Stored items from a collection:
+ + + +

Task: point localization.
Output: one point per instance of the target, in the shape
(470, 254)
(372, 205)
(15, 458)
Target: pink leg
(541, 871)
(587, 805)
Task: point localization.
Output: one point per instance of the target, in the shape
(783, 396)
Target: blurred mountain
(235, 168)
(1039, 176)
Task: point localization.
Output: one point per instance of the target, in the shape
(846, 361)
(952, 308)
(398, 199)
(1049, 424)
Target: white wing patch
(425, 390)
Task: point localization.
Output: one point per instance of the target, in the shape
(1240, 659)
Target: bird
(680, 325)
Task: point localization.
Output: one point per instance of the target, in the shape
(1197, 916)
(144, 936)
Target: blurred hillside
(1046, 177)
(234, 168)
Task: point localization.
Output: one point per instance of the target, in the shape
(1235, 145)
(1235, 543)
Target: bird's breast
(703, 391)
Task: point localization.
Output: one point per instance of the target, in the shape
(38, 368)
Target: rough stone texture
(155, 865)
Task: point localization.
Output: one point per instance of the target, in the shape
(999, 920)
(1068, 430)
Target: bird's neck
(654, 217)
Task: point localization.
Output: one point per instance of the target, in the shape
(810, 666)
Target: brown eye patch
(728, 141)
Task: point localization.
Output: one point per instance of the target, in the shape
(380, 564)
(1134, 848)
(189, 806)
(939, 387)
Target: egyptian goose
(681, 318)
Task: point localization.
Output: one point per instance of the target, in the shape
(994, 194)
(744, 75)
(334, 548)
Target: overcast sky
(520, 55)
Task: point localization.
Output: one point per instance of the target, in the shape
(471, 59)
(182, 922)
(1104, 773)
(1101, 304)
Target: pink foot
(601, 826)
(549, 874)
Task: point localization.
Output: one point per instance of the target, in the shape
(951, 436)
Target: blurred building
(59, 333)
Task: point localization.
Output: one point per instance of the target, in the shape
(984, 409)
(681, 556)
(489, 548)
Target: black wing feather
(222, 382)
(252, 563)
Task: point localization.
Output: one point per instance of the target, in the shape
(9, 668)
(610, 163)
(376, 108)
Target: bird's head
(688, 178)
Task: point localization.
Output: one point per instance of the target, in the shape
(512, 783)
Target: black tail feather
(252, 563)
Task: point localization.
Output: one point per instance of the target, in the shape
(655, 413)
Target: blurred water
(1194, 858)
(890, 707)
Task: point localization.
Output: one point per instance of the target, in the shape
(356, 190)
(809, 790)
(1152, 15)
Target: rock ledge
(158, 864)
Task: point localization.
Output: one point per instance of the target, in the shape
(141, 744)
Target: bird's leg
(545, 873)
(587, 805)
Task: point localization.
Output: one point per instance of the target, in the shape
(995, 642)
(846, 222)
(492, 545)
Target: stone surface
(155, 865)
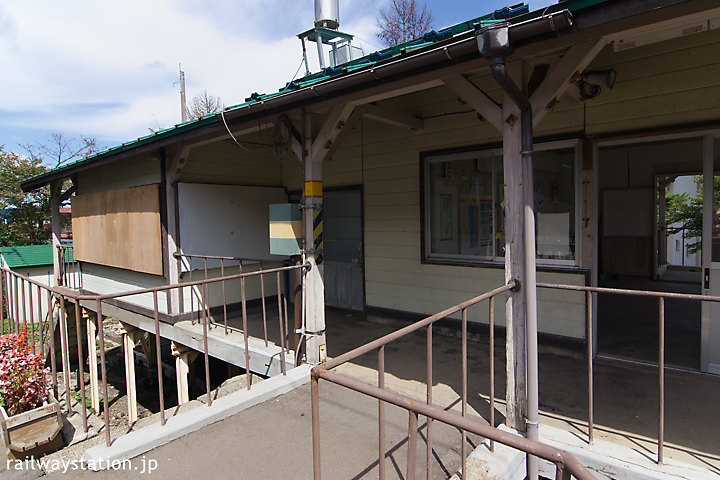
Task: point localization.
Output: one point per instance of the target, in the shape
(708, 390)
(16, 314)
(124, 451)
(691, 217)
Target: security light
(591, 83)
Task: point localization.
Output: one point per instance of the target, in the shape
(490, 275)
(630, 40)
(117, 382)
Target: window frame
(432, 157)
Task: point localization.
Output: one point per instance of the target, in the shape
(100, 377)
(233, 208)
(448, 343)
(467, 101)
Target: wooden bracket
(575, 59)
(329, 132)
(477, 99)
(391, 118)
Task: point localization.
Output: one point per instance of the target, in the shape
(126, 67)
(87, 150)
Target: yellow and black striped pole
(313, 191)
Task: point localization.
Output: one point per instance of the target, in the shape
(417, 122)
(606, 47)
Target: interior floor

+ + + +

DIRECTIONS FOR THIS TASK:
Pictures stay out of this copy; write out the entries above exactly.

TASK ANSWER:
Task: point localization.
Output: one point per instance of the target, in the shape
(470, 254)
(372, 205)
(15, 458)
Target: pink leg
(541, 871)
(587, 805)
Task: point localization.
Output: one point per instance of the target, in the shape
(783, 396)
Target: blurred mountain
(235, 168)
(1039, 176)
Task: point localization.
Output: one point per instance of the target, in the shape
(846, 361)
(952, 308)
(398, 199)
(1049, 424)
Target: white wing patch
(425, 390)
Task: point localization.
Output: one point per instance of the target, in the shape
(1240, 659)
Target: bird
(680, 325)
Task: point localization.
Output: one point per instance of the target, in the shape
(1197, 916)
(144, 936)
Target: blurred hillside
(1046, 177)
(234, 168)
Task: point localization.
Output: one point per instance of the target, in the shape
(1235, 145)
(1235, 543)
Target: bird's breast
(703, 391)
Task: point localization.
Output: one point per instance of the target, in the shape
(38, 368)
Target: rough stone texture
(155, 865)
Task: point localization.
Output: one point per instance of the target, in the shape
(999, 920)
(1068, 430)
Target: bird's neck
(654, 217)
Task: point localization.
Output: one point per instance of the target, in the shape
(810, 666)
Target: brown eye patch
(728, 141)
Task: point localization.
Output: one point per instance of the target, in the shape
(380, 564)
(1134, 848)
(189, 806)
(939, 387)
Target: egyptian goose
(681, 318)
Task: point localization.
Output: one point per instance of the target, in the shape
(994, 194)
(744, 75)
(334, 548)
Target: overcast sky
(520, 55)
Task: point localization.
Output: one point per instance of the target, in the shape
(471, 59)
(182, 922)
(1104, 773)
(1101, 304)
Target: pink foot
(601, 826)
(549, 874)
Task: point localization.
Output: one point per instance of the target, in the shape
(951, 436)
Target: blurred building
(59, 333)
Task: point localization.
Output: one point per instance of the target, in the shape
(984, 409)
(681, 556)
(489, 548)
Target: black wing feather
(222, 382)
(252, 563)
Task: point localization.
Output: one point per instance of the target, in the shape
(9, 668)
(610, 163)
(376, 108)
Target: bird's head
(688, 178)
Task: point localization.
Output: one point per instance of the target, in the shape
(512, 783)
Target: black tail feather
(252, 563)
Task: point localization.
Output: one point per instance of the target, in the shape
(655, 413)
Target: blurred water
(1194, 858)
(890, 707)
Task: point localization.
Output: one point per instance of the target, in the shape
(356, 190)
(809, 790)
(1152, 15)
Target: rock ledge
(158, 864)
Task: point localization.
Output: one point per instance of the target, in the shape
(141, 744)
Target: bird's leg
(545, 873)
(587, 805)
Task: point localization.
Output: one point per instance of the target, in the shape
(995, 642)
(846, 222)
(492, 545)
Target: stone surface
(155, 865)
Task: point localization.
Output: one point per instance of the target, in the shape
(708, 390)
(16, 314)
(124, 451)
(691, 217)
Target: security light
(591, 83)
Task: point localization.
Output: one point per instance of the target, in the shape
(490, 275)
(630, 40)
(117, 382)
Target: window frame
(432, 157)
Task: point localization.
Output: one point per instance of the target, in the shape
(100, 377)
(233, 208)
(448, 343)
(467, 101)
Target: wooden bracket
(575, 59)
(329, 132)
(477, 99)
(391, 118)
Task: point localization.
Output: one point per instance of the target, in the shape
(126, 67)
(87, 150)
Target: yellow and black striped pole
(313, 191)
Task: point localization.
Output: one point per instance of the target, in the shape
(417, 122)
(606, 47)
Target: interior floor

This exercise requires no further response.